[Dataset entries]

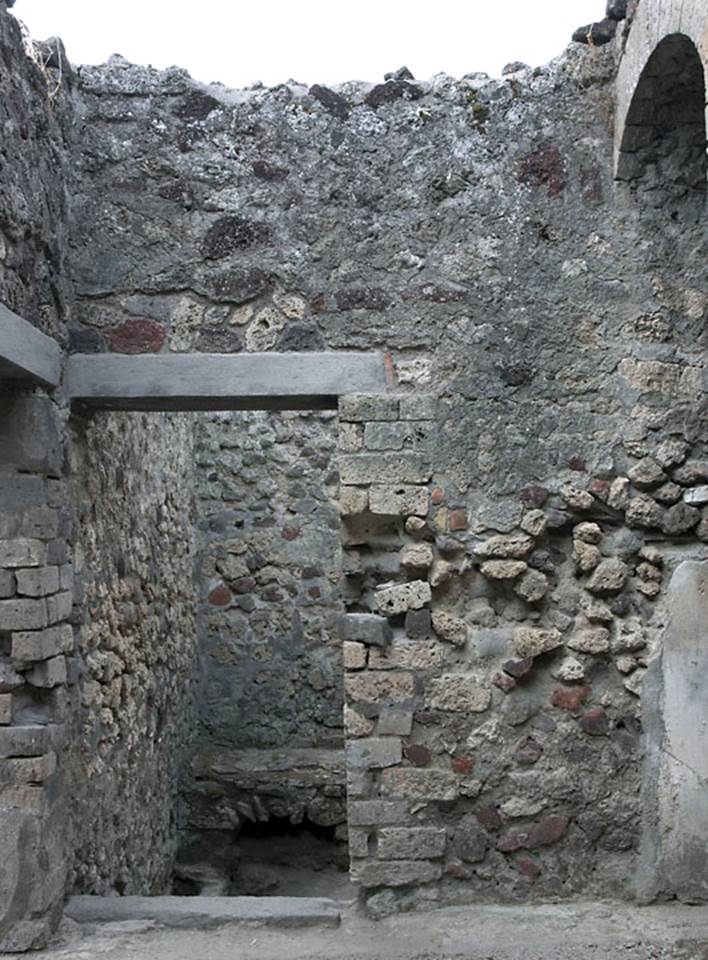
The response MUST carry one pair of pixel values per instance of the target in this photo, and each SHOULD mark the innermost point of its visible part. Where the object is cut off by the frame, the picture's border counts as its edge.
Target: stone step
(203, 912)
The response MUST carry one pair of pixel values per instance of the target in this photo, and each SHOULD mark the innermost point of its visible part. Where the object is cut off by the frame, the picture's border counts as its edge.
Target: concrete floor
(579, 931)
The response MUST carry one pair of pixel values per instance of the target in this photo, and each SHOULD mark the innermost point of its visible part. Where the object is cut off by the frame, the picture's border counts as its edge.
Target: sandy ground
(581, 931)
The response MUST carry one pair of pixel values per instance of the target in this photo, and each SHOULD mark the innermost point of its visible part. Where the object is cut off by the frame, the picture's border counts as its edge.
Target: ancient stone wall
(269, 732)
(557, 317)
(36, 114)
(132, 705)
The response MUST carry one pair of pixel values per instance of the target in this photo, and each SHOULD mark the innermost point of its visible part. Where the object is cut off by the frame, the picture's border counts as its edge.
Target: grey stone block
(23, 614)
(30, 741)
(25, 552)
(374, 752)
(384, 468)
(38, 582)
(361, 408)
(366, 628)
(31, 434)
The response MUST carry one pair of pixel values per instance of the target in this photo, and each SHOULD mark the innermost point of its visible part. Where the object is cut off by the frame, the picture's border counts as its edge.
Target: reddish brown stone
(418, 755)
(528, 867)
(594, 722)
(547, 831)
(504, 682)
(489, 817)
(518, 668)
(458, 520)
(137, 336)
(570, 698)
(533, 495)
(512, 840)
(464, 765)
(220, 596)
(544, 167)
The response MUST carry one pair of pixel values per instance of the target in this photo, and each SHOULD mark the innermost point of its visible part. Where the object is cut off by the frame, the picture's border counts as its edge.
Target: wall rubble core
(458, 600)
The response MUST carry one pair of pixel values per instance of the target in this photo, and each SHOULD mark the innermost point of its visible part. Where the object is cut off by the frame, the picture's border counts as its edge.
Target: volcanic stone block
(384, 687)
(402, 467)
(359, 408)
(38, 581)
(22, 553)
(398, 501)
(373, 813)
(402, 597)
(28, 645)
(23, 614)
(533, 641)
(418, 784)
(397, 873)
(367, 628)
(414, 843)
(457, 693)
(374, 752)
(31, 741)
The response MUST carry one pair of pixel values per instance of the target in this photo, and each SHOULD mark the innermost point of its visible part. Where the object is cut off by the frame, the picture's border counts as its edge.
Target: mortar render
(511, 512)
(513, 539)
(132, 715)
(269, 741)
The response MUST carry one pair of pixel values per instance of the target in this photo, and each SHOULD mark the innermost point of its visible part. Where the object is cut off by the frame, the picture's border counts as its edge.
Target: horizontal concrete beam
(26, 353)
(215, 381)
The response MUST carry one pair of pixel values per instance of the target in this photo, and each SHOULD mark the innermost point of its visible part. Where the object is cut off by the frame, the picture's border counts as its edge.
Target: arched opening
(663, 148)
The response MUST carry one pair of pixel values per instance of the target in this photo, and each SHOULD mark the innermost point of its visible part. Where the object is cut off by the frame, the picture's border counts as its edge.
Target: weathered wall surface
(132, 714)
(269, 732)
(36, 117)
(560, 320)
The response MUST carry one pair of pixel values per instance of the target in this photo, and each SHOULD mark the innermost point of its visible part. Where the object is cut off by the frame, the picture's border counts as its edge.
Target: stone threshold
(206, 912)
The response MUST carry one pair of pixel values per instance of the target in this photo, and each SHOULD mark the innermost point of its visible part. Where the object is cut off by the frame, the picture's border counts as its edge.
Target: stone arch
(661, 95)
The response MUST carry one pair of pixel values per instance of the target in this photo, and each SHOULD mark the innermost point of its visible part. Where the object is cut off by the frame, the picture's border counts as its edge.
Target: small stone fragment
(569, 670)
(609, 577)
(532, 586)
(450, 628)
(645, 512)
(587, 532)
(533, 641)
(590, 640)
(503, 569)
(534, 522)
(646, 474)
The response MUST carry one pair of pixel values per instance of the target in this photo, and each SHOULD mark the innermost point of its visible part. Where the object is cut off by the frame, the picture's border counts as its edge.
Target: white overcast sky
(238, 42)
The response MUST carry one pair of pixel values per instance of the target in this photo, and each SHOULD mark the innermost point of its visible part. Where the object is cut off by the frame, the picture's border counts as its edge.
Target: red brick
(137, 336)
(570, 698)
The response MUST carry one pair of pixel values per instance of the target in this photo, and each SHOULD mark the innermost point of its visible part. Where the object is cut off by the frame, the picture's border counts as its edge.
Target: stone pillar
(676, 792)
(36, 596)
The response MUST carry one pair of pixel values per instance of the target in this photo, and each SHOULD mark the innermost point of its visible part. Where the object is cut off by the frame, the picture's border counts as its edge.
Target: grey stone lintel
(211, 381)
(26, 353)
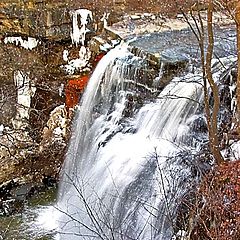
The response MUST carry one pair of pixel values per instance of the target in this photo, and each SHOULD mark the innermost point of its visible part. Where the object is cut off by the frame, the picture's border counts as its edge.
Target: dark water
(28, 225)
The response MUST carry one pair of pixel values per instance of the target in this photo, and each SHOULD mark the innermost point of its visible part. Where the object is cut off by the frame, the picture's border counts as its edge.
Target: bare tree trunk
(212, 121)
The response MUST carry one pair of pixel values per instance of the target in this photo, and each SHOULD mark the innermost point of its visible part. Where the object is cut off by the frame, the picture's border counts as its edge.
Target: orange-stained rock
(74, 89)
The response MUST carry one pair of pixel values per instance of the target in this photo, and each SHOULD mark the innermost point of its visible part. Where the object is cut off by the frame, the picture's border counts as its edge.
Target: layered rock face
(43, 70)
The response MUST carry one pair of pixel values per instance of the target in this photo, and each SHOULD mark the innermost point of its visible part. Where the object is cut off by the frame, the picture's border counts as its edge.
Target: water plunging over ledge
(121, 177)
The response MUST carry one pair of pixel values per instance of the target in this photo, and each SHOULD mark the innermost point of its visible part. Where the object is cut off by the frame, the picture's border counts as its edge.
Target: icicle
(30, 43)
(79, 32)
(104, 19)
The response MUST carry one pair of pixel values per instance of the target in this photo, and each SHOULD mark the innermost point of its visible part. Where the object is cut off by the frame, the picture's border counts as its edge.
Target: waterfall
(122, 176)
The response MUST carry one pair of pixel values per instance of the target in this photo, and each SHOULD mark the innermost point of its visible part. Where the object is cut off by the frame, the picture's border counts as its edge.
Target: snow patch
(78, 34)
(29, 44)
(65, 55)
(232, 152)
(24, 93)
(80, 63)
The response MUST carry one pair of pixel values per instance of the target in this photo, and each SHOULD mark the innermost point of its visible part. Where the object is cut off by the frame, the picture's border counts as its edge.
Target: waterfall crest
(121, 176)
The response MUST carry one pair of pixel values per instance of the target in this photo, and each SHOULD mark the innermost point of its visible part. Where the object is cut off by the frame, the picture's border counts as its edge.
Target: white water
(116, 180)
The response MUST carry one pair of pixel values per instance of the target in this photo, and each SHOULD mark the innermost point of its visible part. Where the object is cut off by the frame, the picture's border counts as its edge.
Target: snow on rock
(78, 34)
(30, 43)
(24, 93)
(65, 55)
(80, 63)
(104, 19)
(56, 128)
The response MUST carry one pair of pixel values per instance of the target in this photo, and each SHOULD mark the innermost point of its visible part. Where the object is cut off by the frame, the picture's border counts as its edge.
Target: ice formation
(30, 43)
(80, 63)
(78, 34)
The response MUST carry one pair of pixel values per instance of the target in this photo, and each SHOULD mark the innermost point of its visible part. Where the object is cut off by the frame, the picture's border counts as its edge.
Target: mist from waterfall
(122, 176)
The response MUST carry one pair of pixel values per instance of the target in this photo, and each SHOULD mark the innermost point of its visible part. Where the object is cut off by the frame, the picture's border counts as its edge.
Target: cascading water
(122, 176)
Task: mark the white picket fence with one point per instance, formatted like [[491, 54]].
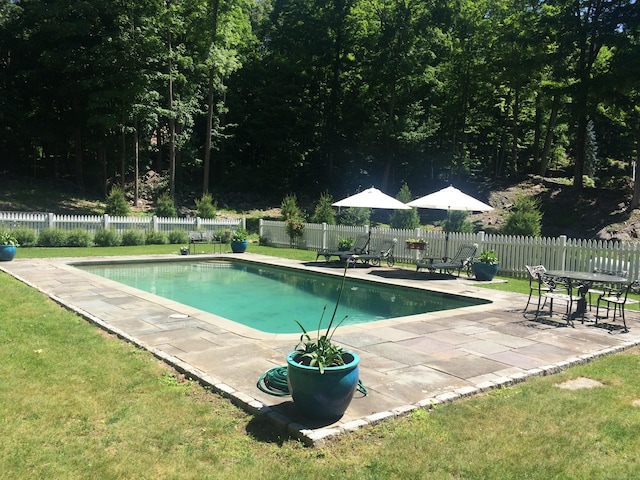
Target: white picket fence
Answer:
[[93, 223], [514, 252]]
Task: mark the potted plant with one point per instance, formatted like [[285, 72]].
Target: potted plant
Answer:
[[345, 243], [416, 243], [8, 246], [486, 265], [239, 240], [322, 376]]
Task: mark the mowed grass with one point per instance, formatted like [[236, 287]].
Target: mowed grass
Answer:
[[76, 402]]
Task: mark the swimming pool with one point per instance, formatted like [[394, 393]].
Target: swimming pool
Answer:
[[269, 298]]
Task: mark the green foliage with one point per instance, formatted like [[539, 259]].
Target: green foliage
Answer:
[[206, 207], [165, 206], [133, 237], [239, 235], [322, 352], [289, 207], [457, 222], [488, 256], [346, 242], [155, 238], [116, 203], [52, 237], [177, 237], [79, 238], [26, 237], [294, 227], [107, 238], [324, 211], [355, 216], [253, 225], [406, 219], [524, 219], [8, 238]]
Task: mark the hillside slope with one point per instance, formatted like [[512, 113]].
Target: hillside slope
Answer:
[[595, 214]]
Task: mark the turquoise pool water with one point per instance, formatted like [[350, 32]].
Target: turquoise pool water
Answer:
[[271, 298]]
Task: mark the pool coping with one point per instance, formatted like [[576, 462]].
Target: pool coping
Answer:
[[409, 363]]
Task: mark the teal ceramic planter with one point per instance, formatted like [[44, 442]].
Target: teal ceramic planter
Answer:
[[239, 247], [7, 252], [323, 396], [484, 271]]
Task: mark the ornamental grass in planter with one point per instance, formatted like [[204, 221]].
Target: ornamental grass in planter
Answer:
[[322, 376], [486, 265]]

### Assigned task:
Every line in the data above that contains the word "mowed" should be copied.

### Finished exercise:
Task: mark the mowed grass with one point per instance, formatted like [[236, 287]].
Target: mowed grass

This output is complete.